** LISTED ENTRIES follows **

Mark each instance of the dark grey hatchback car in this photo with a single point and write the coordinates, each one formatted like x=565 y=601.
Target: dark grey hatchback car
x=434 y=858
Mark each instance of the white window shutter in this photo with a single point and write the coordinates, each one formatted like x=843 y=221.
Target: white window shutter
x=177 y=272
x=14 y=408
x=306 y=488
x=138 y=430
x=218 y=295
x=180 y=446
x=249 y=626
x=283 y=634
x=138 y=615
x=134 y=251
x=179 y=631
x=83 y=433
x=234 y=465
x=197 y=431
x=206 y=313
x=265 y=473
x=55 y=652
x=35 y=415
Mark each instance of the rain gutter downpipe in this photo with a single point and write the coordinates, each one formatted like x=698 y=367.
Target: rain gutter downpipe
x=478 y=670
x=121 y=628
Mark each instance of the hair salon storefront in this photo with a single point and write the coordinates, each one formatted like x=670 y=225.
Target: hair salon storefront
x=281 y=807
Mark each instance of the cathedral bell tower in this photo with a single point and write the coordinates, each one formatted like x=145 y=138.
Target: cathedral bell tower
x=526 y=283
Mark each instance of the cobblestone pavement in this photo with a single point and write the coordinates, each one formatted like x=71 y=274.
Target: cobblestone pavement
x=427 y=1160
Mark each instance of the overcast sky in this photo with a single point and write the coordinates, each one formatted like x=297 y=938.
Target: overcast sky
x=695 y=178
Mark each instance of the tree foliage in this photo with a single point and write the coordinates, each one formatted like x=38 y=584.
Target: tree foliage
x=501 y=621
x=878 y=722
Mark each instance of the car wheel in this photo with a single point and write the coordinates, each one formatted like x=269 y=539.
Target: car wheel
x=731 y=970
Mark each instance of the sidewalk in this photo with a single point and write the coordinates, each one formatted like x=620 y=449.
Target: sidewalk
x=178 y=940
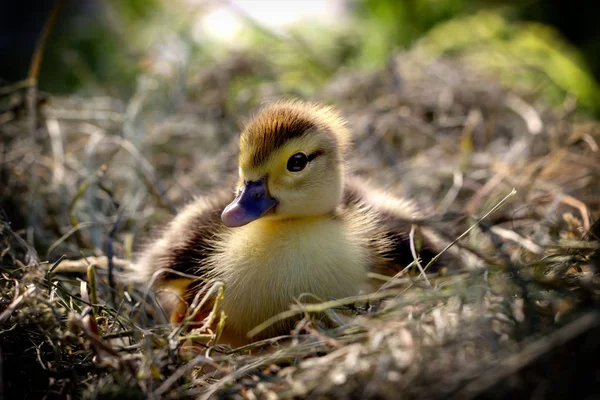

** End of LISTED ENTRIES **

* EXERCISE: Leave out the pictures and repeat exactly the lines from the one containing "Mark each instance of the car" through the last line of the entries.

* TASK SOLUTION:
Mark each instance of the car wheel in this photo with a single point and write the coordinates, each one formatted like x=269 y=539.
Target: car wheel
x=731 y=970
Mark each instance of the sidewalk in this photo with a single point and write the coordinates, each one formatted like x=620 y=449.
Target: sidewalk
x=178 y=940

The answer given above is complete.